→ STATED EXERCISE: Quote the listing below in its entirety.

→ MATERIAL SUPPLIED:

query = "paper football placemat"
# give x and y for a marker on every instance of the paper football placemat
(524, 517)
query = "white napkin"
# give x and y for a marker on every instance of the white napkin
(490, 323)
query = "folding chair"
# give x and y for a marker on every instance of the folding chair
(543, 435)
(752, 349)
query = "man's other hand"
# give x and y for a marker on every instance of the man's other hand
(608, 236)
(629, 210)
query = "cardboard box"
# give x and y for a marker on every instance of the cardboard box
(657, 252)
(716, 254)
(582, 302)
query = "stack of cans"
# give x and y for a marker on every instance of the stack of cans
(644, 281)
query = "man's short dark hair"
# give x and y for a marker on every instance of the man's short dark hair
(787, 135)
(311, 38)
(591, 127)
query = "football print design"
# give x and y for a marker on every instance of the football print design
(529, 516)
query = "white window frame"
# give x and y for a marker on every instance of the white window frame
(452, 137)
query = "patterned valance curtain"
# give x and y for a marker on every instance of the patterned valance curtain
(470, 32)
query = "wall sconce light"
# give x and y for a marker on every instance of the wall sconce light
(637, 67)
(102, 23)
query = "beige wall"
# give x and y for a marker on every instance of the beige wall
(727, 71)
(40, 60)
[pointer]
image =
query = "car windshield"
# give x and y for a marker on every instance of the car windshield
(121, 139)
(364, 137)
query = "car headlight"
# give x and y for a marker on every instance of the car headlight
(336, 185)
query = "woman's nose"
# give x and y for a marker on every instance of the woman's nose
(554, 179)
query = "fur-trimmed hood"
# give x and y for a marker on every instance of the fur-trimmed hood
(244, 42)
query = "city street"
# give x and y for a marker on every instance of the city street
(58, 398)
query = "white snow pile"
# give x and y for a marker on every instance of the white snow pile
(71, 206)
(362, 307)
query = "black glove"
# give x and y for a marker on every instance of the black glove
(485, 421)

→ THE ANSWER:
query = "paper football placemat"
# give x and y for a marker on every instance of the paper football placemat
(524, 517)
query = "white napkin"
# give x and y for a marker on every instance of the white napkin
(490, 323)
query = "folding chair"
# give x and y for a marker on every instance of the folding chair
(543, 435)
(752, 349)
query = "man's other hand"
# give x and y for a marker on every instance of the man's other hand
(608, 236)
(629, 210)
query = "cardboard box"
# give x and y for a marker on every instance of the cardboard box
(657, 252)
(716, 254)
(582, 302)
query = "stack of cans"
# give x and y for a marker on every instance of the stack of cans
(644, 281)
query = "man's short dark hair"
# give x and y for a marker on every instance of the man's short dark hair
(787, 135)
(311, 38)
(591, 127)
query = "football print design"
# give x and y for a marker on every instance of the football print design
(529, 516)
query = "white window frame"
# give x and y for a marker on every instance of the white window frame
(452, 137)
query = "patterned valance curtain"
# give x and y for a marker on every instance of the patterned valance curtain
(470, 32)
query = "wall sconce light"
# give x and y for a marker on every instance of the wall sconce light
(637, 67)
(102, 23)
query = "beige wall"
# give x and y for a marker on every instance of the beige wall
(727, 71)
(40, 60)
[pointer]
image =
query = "car windshield"
# give x and y for a marker on every instance of the car windshield
(121, 139)
(364, 137)
query = "car headlight"
# give x and y for a marker on every instance of the car headlight
(336, 185)
query = "woman's nose"
# give x and y for a marker on every instance of the woman's nose
(554, 179)
query = "fur-trimmed hood"
# give x and y for a marker on every instance of the fur-trimmed hood
(244, 42)
query = "city street"
# give x and y for a marker on every instance of the city street
(58, 398)
query = "white snow pile"
# give x and y for a marker on every instance of the white snow pile
(71, 206)
(362, 307)
query = "black glove"
# give x and y for a marker on every instance of the black glove
(485, 421)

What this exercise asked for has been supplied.